**やってみよう**
(a) 次の(i)〜(iii)が本文の内容と合っているかどうか、それぞれ「はい」か「いいえ」で答えてください。決め手になった本文の言葉もそのまま引用してください。
(i) 株式会社KINTOは2019年2月に設立された。
(ii) アクアは、サービスが始まったときから対象車種に入っていた。
(iii) 2020年4月に、3年プランのほかに5年と7年のプランが加わった。
(b) 本文の「最近は定額制でクルマを利用できるサブスクリプションサービスが話題になっている。」で始まり「INTOを利用可能になった。」で終わる部分を、「定額制」を「月額制」に変えて書き直してください。

**本文**
──────────

最近は定額制でクルマを利用できるサブスクリプションサービスが話題になっている。
特にトヨタの「KINTO」は、TVのCMも活発に放映して宣伝にも力を入れている。株式会社KINTOは、2019年2月に設立されて定額制サービスを開始した。
発足当初は、トヨタの5車種と、レクサスを対象とした「KINTO・SELECT」を設定して、2019年7月にはアクアも加えた。12月には16車種を追加して、主要なトヨタ車でKINTOを利用可能になった。
2020年4月には、従来の3年プランのほかに、5年/7年プランも加えている。契約期間中に、別のプランに乗り替えられる「のりかえGO」のサービスも始めた。

──────────

**用意した資料**
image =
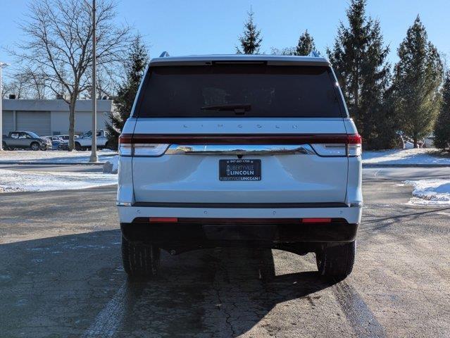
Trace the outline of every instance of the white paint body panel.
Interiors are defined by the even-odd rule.
[[[294,127],[293,127],[294,126]],[[350,119],[140,118],[124,133],[353,134]],[[260,158],[262,180],[220,182],[218,160],[235,156],[163,155],[121,157],[118,201],[168,203],[362,203],[361,157],[289,154]],[[343,218],[361,221],[361,208],[215,208],[119,207],[120,222],[137,217]]]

──────────

**順番どおりの答え**
(a)
(i) はい。「株式会社KINTOは、2019年2月に設立されて定額制サービスを開始した」
(ii) いいえ。「2019年7月にはアクアも加えた」
(iii) はい。「2020年4月には、従来の3年プランのほかに、5年/7年プランも加えている」

(b)
最近は月額制でクルマを利用できるサブスクリプションサービスが話題になっている。
特にトヨタの「KINTO」は、TVのCMも活発に放映して宣伝にも力を入れている。株式会社KINTOは、2019年2月に設立されて月額制サービスを開始した。
発足当初は、トヨタの5車種と、レクサスを対象とした「KINTO・SELECT」を設定して、2019年7月にはアクアも加えた。12月には16車種を追加して、主要なトヨタ車でKINTOを利用可能になった。